EXERCISE A ->
In the thread on detecting non-empty STDIN in Clojure, why does the answer's update suggest a fixed timeout for STDIN instead of checking .available? Reply in one to three sentences.

DOCUMENT SEGMENT ->
━━━━
Detect non-empty STDIN in Clojure

Question

How do you detect non-empty standard input (*in*) without reading from it in a non-blocking way in Clojure?

At first, I thought calling using the java.io.Reader#ready() method would do, but (.ready *in*) returns false even when standard input is provided.

How would you do it in Java? Then, you could just use Java interop. — Alan Thompson, Jan 10 '17 at 18:26
I've also looked for Java solutions, but alas, have found none. — Jindřich Mynarz, Jan 10 '17 at 18:35
What is the use-case for this? The simplest answer is to use a separate thread and just do blocking reads. — Alan Thompson, Jan 10 '17 at 19:05
The use case is to detect if the program was provided with some data on standard input. If that is the case, then the program reads the provided data, otherwise moves on. — Jindřich Mynarz, Jan 10 '17 at 19:10

Scott · Answer 1 · 2017-01-17T14:51:50.247

3

Is this what you are looking for? InputStream .available

(defn -main [& args]
  (if (> (.available System/in) 0)
    (println "STDIN: " (slurp *in*))
    (println "No Input")))

$ echo "hello" | lein run
STDIN:  hello

$ lein run
No Input

Update: It does seem that .available is a race condition checking STDIN. n alternative is to have a fixed timeout for STDIN to become available otherwise assume no data is coming from STDIN

Here is an example of using core.async to attempt to read the first byte from STDIN and append it to the rest of the STDIN or timeout.

(ns stdin.core
  (:require
   [clojure.core.async :as async :refer [go >! timeout chan alt!!]])
  (:gen-class))

(defn -main [& args]
  (let [c (chan)]
    (go (>! c (.read *in*)))
    (if-let [ch (alt!! (timeout 500) nil
                       c ([ch] (if-not (< ch 0) ch)))]
      (do
        (.unread *in* ch)
        (println (slurp *in*)))

      (println "No STDIN"))))
━━━━
EXERCISE B ->
Filter the listing and copy out every line that contains the word "cream".

Coordinate labeling data:
━━━━
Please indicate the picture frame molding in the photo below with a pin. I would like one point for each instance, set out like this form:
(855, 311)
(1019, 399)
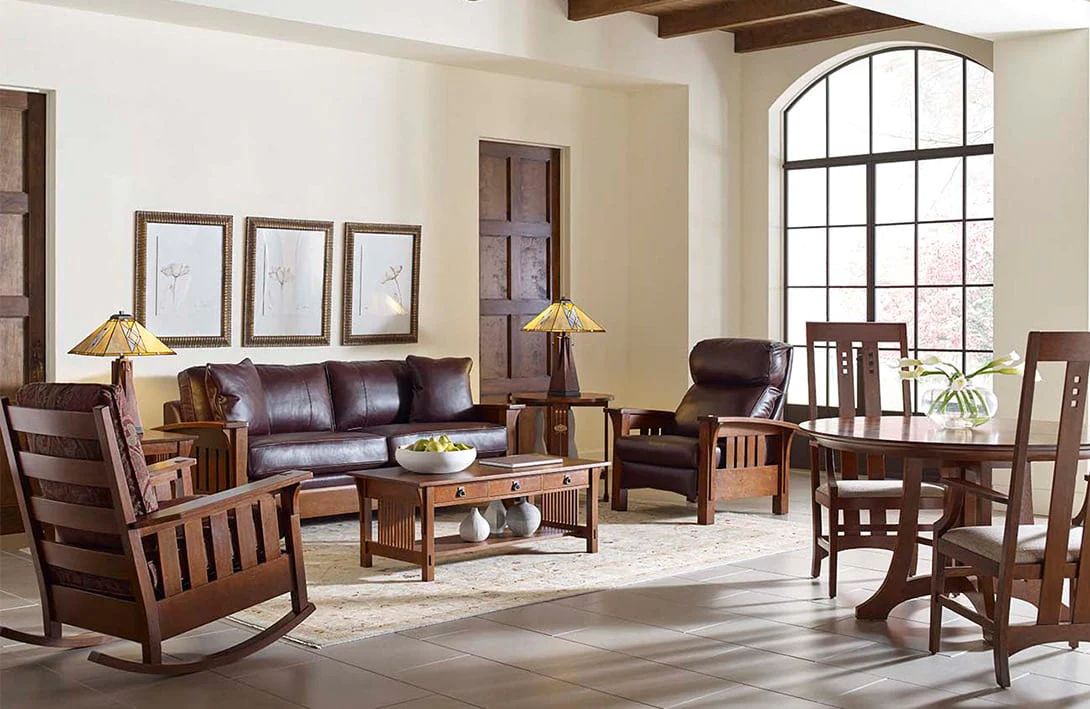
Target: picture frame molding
(143, 218)
(363, 228)
(249, 339)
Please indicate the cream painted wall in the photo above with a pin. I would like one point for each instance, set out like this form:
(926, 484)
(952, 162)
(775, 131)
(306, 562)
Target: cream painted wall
(1042, 203)
(150, 116)
(770, 81)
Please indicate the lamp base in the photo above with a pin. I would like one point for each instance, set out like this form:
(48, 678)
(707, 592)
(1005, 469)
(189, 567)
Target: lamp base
(565, 381)
(122, 375)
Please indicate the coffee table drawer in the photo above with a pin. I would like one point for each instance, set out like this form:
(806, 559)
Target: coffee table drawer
(465, 491)
(509, 485)
(565, 480)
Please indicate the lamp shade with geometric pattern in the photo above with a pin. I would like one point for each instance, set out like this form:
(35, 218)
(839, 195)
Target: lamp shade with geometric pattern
(121, 336)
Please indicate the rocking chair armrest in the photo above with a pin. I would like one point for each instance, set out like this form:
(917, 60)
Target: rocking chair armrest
(171, 470)
(209, 504)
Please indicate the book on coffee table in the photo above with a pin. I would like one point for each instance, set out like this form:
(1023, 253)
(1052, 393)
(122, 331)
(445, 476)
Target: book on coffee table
(523, 460)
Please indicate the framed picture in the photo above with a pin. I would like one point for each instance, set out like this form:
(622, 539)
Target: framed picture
(382, 283)
(183, 277)
(289, 276)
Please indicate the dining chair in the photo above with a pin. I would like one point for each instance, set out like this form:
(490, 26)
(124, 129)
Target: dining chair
(1049, 553)
(839, 481)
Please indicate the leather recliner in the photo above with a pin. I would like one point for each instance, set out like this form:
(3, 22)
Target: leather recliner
(725, 440)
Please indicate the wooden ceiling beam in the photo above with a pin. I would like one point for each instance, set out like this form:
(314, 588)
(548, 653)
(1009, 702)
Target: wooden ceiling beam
(588, 9)
(736, 13)
(815, 28)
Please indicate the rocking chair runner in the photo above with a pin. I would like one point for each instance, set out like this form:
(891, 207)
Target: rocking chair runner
(112, 559)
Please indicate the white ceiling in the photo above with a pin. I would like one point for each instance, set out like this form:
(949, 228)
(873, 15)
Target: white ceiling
(988, 19)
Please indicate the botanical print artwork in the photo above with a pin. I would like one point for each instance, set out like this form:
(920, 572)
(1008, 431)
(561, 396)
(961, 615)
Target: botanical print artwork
(289, 272)
(380, 283)
(383, 290)
(183, 277)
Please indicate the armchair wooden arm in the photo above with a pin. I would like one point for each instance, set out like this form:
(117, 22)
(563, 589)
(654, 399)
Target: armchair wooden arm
(626, 420)
(221, 451)
(754, 461)
(505, 415)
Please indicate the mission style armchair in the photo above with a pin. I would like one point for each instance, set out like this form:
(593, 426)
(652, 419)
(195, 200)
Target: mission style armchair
(725, 441)
(116, 552)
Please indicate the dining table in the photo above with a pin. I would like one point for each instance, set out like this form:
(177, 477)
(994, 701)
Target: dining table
(969, 454)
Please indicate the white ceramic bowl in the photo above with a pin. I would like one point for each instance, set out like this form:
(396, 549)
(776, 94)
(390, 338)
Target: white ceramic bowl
(434, 464)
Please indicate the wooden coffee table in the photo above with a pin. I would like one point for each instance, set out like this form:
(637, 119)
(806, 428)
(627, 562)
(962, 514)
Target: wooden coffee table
(399, 495)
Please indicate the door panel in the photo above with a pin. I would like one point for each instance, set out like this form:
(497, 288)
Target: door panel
(519, 205)
(22, 260)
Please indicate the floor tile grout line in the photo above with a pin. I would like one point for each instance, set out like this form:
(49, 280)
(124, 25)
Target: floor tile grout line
(537, 674)
(733, 647)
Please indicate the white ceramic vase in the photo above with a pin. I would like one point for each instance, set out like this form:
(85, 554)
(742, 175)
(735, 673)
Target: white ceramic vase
(523, 518)
(473, 528)
(495, 514)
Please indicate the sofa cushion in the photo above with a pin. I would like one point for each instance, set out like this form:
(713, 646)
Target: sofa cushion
(319, 453)
(297, 397)
(370, 393)
(489, 440)
(235, 394)
(440, 388)
(666, 451)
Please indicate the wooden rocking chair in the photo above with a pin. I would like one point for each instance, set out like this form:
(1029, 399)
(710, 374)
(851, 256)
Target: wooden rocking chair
(114, 559)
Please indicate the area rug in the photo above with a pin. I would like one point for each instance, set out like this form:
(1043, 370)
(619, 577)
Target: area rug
(646, 542)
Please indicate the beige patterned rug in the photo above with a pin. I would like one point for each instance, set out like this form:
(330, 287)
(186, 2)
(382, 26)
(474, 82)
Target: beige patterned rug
(643, 543)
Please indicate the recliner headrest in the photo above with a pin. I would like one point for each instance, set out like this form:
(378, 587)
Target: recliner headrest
(736, 361)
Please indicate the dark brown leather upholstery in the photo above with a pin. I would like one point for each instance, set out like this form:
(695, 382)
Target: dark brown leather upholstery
(366, 394)
(319, 453)
(734, 376)
(237, 394)
(489, 440)
(440, 388)
(731, 376)
(334, 417)
(297, 397)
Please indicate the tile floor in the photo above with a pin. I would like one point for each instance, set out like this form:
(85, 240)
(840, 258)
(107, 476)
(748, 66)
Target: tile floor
(755, 633)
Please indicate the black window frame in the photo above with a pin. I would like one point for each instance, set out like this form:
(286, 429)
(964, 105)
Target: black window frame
(870, 160)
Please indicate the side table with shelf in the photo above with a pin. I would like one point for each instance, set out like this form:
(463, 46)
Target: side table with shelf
(558, 427)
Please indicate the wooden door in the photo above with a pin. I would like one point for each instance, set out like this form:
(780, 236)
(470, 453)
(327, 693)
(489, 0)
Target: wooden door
(22, 260)
(520, 247)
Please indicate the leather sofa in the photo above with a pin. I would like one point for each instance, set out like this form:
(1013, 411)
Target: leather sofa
(725, 441)
(257, 420)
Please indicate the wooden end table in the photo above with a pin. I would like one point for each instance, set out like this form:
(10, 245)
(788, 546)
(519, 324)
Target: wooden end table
(399, 495)
(557, 428)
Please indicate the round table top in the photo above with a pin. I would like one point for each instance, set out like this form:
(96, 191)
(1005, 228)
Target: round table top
(584, 398)
(918, 436)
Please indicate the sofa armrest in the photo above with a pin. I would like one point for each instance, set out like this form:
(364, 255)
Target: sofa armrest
(505, 415)
(221, 449)
(625, 420)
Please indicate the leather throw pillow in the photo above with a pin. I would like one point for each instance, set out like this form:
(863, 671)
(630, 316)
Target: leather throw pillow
(440, 388)
(235, 394)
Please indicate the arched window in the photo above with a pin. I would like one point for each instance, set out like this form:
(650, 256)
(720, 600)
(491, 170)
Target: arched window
(887, 184)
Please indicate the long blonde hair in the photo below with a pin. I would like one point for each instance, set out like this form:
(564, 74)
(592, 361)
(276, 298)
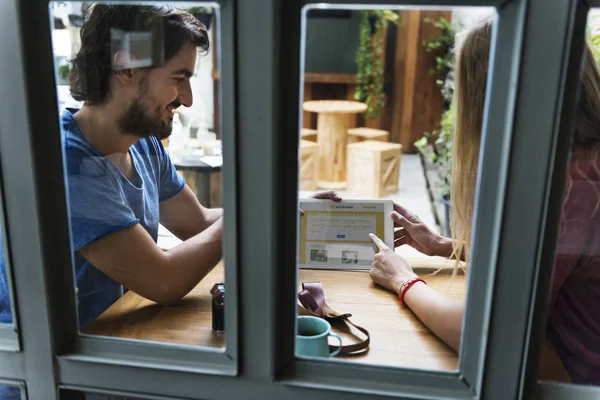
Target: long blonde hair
(473, 49)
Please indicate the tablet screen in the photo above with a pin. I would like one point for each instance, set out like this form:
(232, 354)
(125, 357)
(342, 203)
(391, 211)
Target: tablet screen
(335, 235)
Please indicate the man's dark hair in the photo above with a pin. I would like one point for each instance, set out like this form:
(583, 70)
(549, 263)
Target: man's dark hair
(102, 34)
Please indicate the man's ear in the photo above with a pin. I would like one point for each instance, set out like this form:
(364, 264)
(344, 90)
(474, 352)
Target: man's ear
(122, 68)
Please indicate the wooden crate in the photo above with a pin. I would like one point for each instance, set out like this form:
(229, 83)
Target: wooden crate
(362, 134)
(309, 165)
(308, 134)
(373, 168)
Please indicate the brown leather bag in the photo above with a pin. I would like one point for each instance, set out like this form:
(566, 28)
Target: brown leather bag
(312, 302)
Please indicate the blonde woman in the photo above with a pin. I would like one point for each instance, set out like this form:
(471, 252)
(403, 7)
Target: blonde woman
(574, 312)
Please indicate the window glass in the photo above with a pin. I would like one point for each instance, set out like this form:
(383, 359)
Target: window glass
(138, 88)
(381, 114)
(10, 392)
(571, 349)
(6, 313)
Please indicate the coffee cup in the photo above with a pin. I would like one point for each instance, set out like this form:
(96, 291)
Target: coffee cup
(312, 337)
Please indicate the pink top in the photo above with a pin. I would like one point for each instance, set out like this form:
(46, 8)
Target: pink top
(574, 313)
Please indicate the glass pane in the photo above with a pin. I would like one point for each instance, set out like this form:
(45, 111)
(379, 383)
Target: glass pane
(10, 392)
(380, 110)
(138, 88)
(6, 314)
(78, 395)
(571, 350)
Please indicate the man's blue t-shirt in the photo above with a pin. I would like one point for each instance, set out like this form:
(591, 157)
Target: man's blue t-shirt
(101, 201)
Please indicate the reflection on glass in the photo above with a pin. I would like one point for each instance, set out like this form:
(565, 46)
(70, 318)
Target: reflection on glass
(137, 110)
(379, 86)
(573, 332)
(77, 395)
(6, 316)
(9, 392)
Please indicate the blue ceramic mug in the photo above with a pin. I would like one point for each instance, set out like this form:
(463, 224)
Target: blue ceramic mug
(312, 335)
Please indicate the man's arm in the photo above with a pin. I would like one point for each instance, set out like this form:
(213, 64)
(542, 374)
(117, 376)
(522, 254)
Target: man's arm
(183, 214)
(131, 257)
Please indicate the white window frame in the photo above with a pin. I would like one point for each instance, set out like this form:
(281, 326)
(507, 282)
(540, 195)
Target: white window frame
(261, 88)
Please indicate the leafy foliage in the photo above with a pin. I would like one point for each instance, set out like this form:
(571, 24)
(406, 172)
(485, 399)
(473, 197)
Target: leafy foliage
(436, 146)
(370, 59)
(441, 46)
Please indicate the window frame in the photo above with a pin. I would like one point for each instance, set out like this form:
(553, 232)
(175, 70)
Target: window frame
(259, 358)
(572, 65)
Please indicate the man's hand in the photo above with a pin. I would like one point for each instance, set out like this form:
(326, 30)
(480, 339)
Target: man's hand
(331, 195)
(416, 234)
(389, 269)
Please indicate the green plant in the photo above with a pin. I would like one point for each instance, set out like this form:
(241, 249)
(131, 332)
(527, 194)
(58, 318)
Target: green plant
(441, 45)
(594, 40)
(437, 147)
(370, 59)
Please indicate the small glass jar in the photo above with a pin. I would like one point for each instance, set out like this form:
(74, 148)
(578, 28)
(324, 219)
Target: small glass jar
(218, 307)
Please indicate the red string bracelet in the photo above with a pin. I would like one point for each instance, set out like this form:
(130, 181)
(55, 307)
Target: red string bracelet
(406, 285)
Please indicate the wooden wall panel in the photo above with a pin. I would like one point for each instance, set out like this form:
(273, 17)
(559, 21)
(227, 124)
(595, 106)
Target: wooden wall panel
(417, 103)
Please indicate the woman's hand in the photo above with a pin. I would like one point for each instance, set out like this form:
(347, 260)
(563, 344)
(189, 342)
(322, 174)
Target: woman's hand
(389, 269)
(331, 195)
(416, 234)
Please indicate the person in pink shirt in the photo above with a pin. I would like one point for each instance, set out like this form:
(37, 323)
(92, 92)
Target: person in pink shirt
(574, 314)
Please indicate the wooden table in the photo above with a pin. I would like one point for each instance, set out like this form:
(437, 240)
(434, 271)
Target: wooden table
(334, 120)
(398, 338)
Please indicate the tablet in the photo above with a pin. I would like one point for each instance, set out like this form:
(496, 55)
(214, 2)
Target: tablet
(335, 235)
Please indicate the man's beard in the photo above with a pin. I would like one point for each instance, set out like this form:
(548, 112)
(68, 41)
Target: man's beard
(143, 121)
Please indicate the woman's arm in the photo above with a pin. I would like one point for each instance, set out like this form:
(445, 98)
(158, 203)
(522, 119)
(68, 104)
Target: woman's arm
(443, 316)
(440, 314)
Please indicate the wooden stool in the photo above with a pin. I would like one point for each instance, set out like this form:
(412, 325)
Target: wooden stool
(334, 119)
(362, 134)
(308, 134)
(373, 168)
(309, 165)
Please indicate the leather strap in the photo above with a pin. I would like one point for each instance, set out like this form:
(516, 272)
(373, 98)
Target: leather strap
(313, 302)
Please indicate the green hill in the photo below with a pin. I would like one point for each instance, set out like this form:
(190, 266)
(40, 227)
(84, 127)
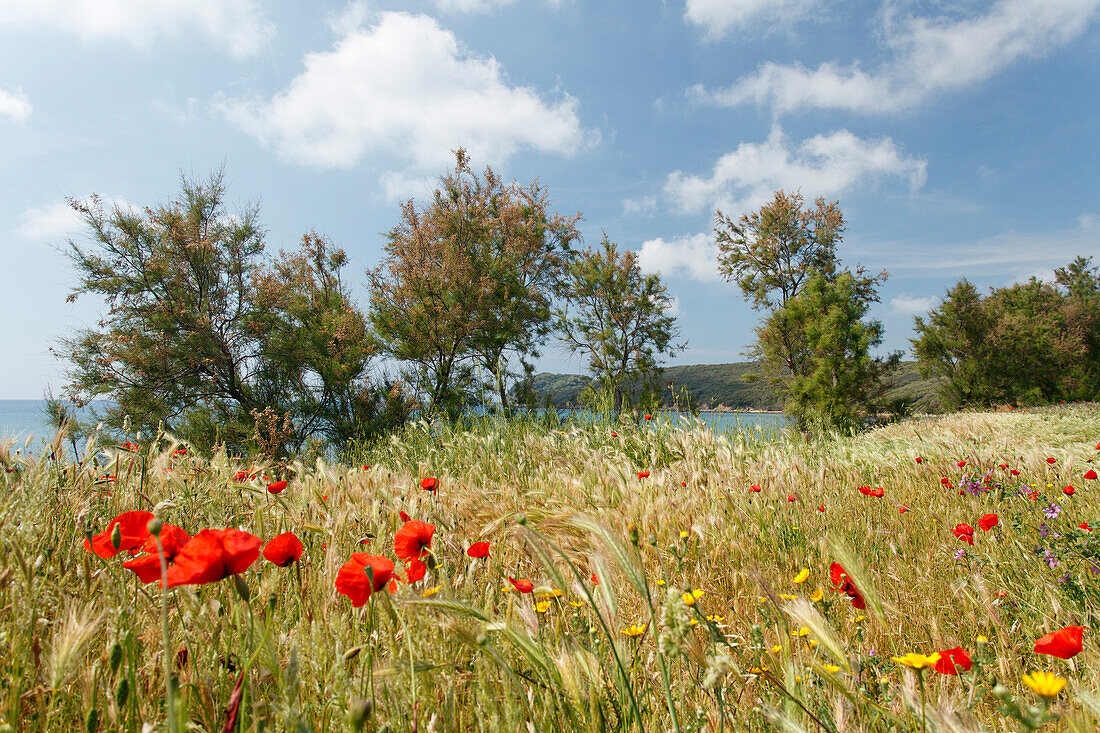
━━━━
CORRECT ANSWER A ->
Using .available to check STDIN seems to be a race condition. The update instead waits a fixed time for STDIN to become available and otherwise assumes no data is coming from it.

CORRECT ANSWER B ->
Please indicate the cream painted wall in the photo above with a pin. I would like one point for each instance, set out like this form:
Target: cream painted wall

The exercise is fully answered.